INSTRUCTIONS TO FOLLOW:
Below are the records; copy out every line that holds the word "sandy".

ENTRIES SHOWN:
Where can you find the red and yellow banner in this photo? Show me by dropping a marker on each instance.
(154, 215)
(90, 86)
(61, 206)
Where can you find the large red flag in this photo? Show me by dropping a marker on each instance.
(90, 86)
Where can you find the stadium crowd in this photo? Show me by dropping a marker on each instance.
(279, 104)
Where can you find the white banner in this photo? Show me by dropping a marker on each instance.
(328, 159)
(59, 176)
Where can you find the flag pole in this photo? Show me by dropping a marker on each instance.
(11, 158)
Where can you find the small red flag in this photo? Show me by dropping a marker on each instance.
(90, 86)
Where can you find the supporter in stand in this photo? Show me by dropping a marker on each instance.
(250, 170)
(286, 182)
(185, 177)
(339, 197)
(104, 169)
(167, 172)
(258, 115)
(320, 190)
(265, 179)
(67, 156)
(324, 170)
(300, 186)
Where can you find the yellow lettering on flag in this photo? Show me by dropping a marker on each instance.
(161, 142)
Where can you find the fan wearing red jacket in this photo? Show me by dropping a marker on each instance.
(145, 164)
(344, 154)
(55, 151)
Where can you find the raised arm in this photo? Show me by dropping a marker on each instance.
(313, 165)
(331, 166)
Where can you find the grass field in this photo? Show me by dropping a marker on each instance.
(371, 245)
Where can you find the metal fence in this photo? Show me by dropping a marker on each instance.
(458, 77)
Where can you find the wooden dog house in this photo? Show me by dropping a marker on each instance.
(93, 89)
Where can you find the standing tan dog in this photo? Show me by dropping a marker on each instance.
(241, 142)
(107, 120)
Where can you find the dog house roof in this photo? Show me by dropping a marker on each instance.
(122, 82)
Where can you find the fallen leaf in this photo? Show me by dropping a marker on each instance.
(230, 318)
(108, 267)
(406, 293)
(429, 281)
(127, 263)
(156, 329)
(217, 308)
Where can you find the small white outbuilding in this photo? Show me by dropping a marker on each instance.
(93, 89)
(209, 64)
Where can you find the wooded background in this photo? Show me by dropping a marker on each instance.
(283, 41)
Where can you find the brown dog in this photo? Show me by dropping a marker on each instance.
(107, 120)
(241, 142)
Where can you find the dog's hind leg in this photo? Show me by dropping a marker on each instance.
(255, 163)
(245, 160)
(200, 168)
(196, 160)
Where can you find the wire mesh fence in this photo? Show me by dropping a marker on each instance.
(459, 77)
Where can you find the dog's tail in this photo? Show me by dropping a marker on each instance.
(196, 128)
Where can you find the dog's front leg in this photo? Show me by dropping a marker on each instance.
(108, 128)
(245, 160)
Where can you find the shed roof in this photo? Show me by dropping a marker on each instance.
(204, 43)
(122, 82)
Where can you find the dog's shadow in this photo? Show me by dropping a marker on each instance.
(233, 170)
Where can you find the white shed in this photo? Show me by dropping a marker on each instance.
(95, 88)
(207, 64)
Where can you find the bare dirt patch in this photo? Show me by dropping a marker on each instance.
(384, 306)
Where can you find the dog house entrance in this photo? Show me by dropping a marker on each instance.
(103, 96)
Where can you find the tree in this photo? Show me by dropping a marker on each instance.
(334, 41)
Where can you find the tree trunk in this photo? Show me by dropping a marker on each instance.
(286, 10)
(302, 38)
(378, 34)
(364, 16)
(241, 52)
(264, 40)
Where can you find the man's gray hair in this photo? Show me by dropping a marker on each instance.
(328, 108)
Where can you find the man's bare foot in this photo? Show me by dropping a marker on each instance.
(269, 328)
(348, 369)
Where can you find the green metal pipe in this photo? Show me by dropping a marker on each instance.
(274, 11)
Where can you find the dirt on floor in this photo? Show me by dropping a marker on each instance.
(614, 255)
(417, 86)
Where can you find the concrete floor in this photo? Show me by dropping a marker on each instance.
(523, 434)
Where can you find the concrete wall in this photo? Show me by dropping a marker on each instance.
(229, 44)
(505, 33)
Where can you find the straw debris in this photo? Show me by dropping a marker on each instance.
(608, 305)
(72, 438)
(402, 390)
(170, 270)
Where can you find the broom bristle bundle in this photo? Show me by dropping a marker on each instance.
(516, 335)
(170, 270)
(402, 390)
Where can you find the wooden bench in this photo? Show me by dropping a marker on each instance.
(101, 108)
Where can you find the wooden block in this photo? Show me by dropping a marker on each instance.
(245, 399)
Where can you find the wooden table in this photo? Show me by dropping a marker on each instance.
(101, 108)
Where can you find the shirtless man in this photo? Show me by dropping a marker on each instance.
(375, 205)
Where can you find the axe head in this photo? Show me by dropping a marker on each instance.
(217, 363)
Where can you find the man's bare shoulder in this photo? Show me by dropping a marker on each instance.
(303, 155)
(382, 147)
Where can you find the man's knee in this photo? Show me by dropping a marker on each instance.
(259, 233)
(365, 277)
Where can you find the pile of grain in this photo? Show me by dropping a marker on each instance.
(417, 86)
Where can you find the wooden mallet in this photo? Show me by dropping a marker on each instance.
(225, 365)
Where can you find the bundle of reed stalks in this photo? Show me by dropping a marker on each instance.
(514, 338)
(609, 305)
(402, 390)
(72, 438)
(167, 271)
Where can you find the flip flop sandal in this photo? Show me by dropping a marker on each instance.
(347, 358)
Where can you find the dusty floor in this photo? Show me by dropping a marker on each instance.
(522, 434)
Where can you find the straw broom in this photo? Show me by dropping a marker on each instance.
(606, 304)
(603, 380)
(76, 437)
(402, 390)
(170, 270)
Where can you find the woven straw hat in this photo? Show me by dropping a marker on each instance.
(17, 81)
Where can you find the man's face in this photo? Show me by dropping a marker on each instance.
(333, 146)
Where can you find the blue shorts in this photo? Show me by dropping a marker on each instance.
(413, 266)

...

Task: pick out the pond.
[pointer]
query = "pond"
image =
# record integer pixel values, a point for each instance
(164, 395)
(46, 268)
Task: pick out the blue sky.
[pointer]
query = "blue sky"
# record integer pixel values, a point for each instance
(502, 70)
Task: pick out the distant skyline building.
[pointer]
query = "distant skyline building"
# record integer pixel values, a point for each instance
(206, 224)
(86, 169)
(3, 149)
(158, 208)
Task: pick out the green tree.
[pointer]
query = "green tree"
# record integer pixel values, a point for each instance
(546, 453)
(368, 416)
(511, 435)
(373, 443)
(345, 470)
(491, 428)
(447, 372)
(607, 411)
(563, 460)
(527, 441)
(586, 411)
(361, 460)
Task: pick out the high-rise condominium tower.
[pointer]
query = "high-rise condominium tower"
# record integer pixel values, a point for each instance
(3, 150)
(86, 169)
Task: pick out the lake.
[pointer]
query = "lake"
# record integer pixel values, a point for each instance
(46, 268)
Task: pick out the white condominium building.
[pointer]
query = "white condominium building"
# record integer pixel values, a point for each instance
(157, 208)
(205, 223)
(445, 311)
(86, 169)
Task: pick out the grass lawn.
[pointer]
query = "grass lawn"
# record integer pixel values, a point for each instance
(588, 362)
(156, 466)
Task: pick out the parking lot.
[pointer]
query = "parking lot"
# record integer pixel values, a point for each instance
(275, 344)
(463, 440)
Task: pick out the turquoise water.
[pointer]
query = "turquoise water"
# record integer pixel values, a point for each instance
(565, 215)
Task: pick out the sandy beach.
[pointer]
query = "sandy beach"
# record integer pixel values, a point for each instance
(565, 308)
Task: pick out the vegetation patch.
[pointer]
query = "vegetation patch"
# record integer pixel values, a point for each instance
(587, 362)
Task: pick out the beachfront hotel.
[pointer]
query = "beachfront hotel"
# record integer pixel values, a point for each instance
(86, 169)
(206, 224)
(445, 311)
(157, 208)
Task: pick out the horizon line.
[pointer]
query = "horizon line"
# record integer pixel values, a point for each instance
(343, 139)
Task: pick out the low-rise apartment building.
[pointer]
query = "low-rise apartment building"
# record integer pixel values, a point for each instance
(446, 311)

RESULT OF THE EXERCISE:
Task: pick out the sandy beach.
query = "sandy beach"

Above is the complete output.